======== FRAGMENTO PROPUESTO

Creo que pasa lo mismo con la música decimonónica inspirada en el estilo operático, tan fuertemente criticada por San Pío X. Podrá parecernos una forma de música más elevada que la que canta en la liturgia un grupo de rock cristiano, pero también atraerá a un muy reducido grupo de personas y ahuyentará a las demás. Lo cual es verdad aun si esa música fuera escrita para la Misa en latín.

Si se critica la música en la Misa, a menudo se responde que tenemos que obrar “pastoralmente”. Y se dirá que a la mayoría de los que van a Misa les gusta la música que se les da. Se argumenta que habría una revuelta si se les cambiara algo que les resulta tan familiar, por lo que no podemos correr el riesgo de cambiar la música aunque lo quisiéramos.


San Pío X

A esto respondo que posiblemente sea cierto que a quienes asisten a Misa les gusta la música que oyen: van a Misa porque esa música les gusta o, al menos, les resulta tolerable. Los que no resisten la música que se oye en la Misa, simplemente no asisten: encuentran tan terrible esa experiencia, tan banal, que prefieren irse a trotar o se ponen a leer los diarios del domingo mientras se toman un café. He aquí la razón, me parece, por la que los adolescentes dejan de ir a Misa apenas se les da la libertad para decidir si ir o no a la iglesia. Y por las razones que ya he explicado, esto ocurriría incluso si quisiéramos encontrar un tipo de música que les gustara a algunos adolescentes: no existe una música profana que le guste a la mayoría de ellos. Simplemente no existe.

================
======== REGISTRO DE DATOS

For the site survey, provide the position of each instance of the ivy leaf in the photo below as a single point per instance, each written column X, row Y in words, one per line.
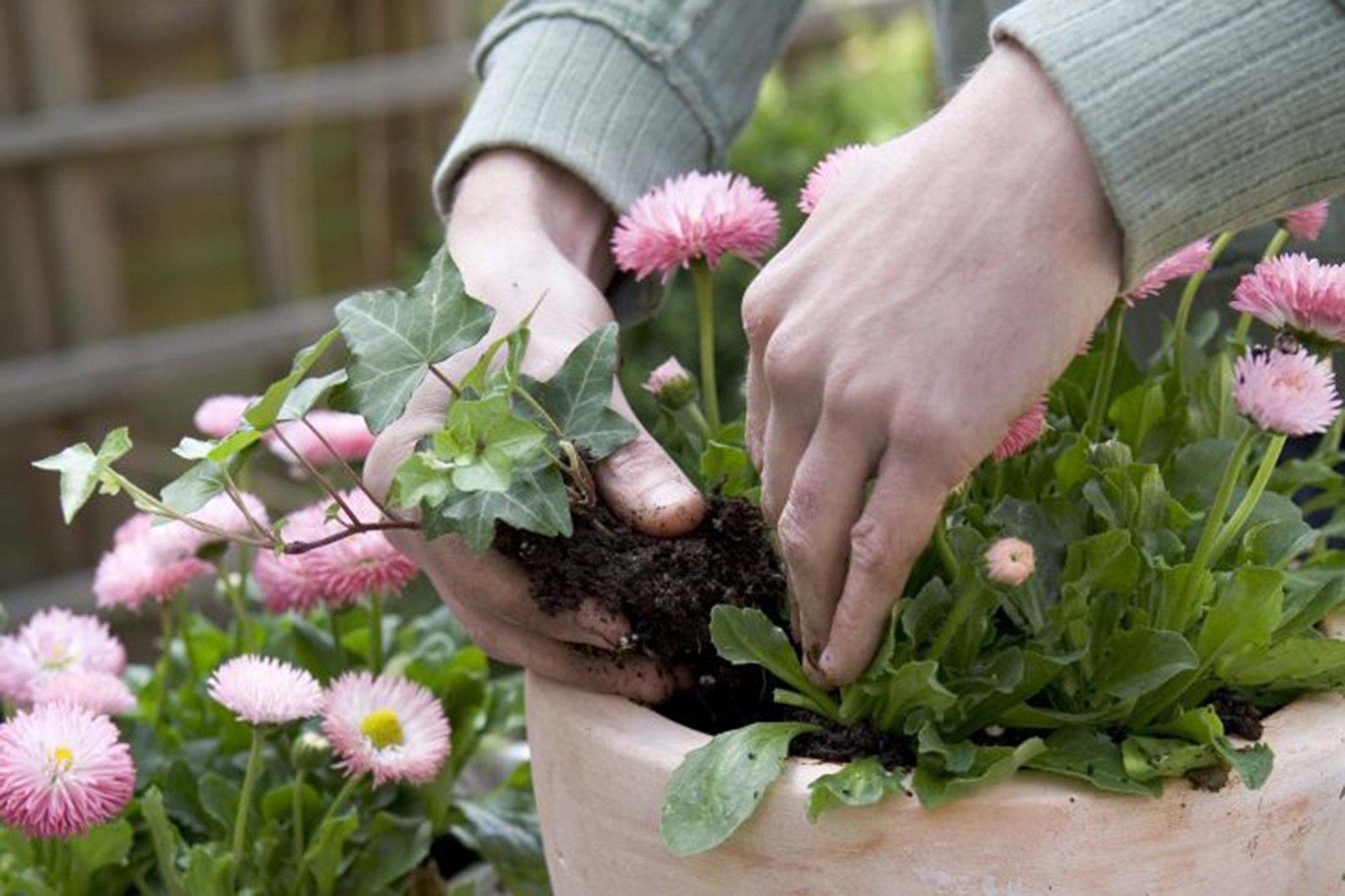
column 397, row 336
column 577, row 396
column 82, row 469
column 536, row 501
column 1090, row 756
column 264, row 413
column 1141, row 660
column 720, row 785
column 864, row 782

================
======== REGISTRO DE DATOS

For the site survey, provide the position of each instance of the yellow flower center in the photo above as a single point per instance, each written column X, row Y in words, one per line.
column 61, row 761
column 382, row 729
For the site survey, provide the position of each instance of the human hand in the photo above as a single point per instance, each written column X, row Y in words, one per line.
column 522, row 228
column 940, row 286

================
======== REGISTRO DE DATOS

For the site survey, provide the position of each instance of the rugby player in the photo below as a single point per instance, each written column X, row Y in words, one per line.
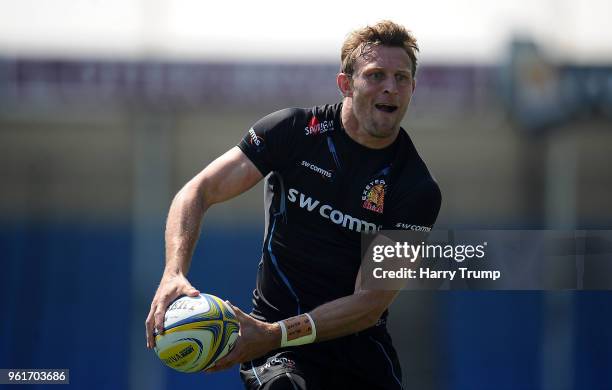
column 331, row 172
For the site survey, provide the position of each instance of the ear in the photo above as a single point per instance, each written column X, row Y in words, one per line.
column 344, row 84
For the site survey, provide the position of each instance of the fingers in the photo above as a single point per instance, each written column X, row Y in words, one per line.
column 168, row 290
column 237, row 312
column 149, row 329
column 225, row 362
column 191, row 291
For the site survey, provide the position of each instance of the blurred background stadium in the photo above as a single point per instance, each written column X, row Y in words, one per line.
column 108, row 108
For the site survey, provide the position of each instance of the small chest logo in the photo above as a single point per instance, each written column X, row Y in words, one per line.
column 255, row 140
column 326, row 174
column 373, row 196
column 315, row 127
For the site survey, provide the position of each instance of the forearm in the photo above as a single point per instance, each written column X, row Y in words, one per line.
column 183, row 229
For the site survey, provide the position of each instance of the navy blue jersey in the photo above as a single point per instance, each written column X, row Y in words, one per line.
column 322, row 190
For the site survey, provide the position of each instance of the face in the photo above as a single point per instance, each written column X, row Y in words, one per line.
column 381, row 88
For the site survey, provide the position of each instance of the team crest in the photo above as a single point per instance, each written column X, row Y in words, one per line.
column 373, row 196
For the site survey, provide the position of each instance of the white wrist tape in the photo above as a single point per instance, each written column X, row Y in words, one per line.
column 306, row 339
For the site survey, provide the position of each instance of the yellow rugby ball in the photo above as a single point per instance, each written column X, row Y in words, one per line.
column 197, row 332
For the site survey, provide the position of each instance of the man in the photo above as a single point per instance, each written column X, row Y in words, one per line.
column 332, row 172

================

* _REQUISITOS DEL EJERCICIO_: Según el fragmento propuesto, ¿qué prefieren hacer quienes no soportan la música que se oye en la Misa? Los datos no cumplen ninguna función en este ejercicio.

* _RESULTADO DEL EJERCICIO_: Prefieren irse a trotar o leer los diarios del domingo mientras se toman un café.